ACTIONS TO TAKE —
[a] Can you echo everything from "In a chapter" down to "objects called strangelets." in the article on particle accelerator risks?
[b] Could you condense the paragraph beginning "In his latest book" from the article on particle accelerator risks into a short list of its main facts?

EXTRACT PROVIDED —

^^^^^^^^

Earth could shrink to 330ft across if particle accelerator experiments fail, top astronomer warns
Earth could be reduced to a dense mass measuring just 330 feet across if particle accelerators set off a catastrophic chain of events, the astronomer royal has warned.
In his latest book, On The Future: Prospects for Humanity, Prof Lord Martin Rees, outlines the existential threats facing the planet, which include climate change, nuclear war and artificial intelligence.
In a chapter addressing whether mankind is doomed, he argues that scientists carrying out experiments which smash atoms together into quarks - such as protons and neutrons - could theoretically destroy humanity.
“Maybe a black hole could form, and then suck in everything around it,” he writes. “The second scary possibility is that the quarks would reassemble themselves into compressed objects called strangelets.
“That in itself would be harmless. However under some hypotheses a strangelet could, by contagion, convert anything else it encounters into a new form of matter, transforming the entire earth in a hyperdense sphere about one hundred metres across.”

^^^^^^^^

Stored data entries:
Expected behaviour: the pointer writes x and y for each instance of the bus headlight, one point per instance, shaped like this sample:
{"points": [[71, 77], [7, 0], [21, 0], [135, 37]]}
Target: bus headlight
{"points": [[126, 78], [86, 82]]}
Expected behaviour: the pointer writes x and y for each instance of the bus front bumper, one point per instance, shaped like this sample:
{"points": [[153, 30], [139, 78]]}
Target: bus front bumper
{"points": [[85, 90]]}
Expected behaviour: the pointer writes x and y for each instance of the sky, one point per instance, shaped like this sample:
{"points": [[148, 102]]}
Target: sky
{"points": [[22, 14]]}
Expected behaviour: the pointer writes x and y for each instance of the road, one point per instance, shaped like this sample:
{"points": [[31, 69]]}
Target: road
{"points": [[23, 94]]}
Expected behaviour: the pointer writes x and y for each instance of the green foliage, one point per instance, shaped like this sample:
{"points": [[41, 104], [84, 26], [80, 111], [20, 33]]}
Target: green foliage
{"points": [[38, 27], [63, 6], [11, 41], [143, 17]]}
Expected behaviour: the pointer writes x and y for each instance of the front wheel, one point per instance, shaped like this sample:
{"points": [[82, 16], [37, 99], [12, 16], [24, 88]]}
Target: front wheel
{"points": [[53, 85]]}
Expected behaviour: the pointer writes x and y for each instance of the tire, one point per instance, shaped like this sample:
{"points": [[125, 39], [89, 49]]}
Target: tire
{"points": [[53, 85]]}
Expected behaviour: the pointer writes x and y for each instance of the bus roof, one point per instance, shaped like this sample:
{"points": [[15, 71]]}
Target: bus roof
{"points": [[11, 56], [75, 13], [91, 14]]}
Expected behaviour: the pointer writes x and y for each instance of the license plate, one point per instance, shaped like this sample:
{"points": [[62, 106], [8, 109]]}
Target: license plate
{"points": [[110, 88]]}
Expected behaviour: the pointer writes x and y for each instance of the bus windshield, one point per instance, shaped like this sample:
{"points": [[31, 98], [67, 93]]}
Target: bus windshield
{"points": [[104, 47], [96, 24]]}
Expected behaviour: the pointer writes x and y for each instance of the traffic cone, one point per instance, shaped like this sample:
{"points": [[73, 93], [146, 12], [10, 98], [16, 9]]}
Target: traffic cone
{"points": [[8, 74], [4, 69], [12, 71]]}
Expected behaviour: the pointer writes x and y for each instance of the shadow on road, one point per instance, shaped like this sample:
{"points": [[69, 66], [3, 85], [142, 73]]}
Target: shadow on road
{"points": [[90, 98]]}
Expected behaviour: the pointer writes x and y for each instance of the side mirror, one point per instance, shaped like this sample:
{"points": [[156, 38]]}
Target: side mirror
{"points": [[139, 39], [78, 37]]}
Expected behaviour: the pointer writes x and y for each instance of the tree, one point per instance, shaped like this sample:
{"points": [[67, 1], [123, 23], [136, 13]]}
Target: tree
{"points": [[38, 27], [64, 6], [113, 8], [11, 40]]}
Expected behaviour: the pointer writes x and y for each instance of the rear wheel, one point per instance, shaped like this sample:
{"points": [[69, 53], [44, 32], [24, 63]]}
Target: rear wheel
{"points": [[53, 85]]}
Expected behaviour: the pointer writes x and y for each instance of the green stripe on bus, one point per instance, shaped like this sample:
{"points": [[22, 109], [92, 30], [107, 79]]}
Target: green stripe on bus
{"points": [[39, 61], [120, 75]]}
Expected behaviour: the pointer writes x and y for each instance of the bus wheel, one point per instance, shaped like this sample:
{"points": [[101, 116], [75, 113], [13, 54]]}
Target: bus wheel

^^^^^^^^

LIST OF ANSWERS —
[a]
In a chapter addressing whether mankind is doomed, he argues that scientists carrying out experiments which smash atoms together into quarks - such as protons and neutrons - could theoretically destroy humanity.
“Maybe a black hole could form, and then suck in everything around it,” he writes. “The second scary possibility is that the quarks would reassemble themselves into compressed objects called strangelets.

[b]
- Author: Prof Lord Martin Rees
- Book: his latest, On The Future: Prospects for Humanity
- Content: outlines the existential threats facing the planet, including climate change, nuclear war and artificial intelligence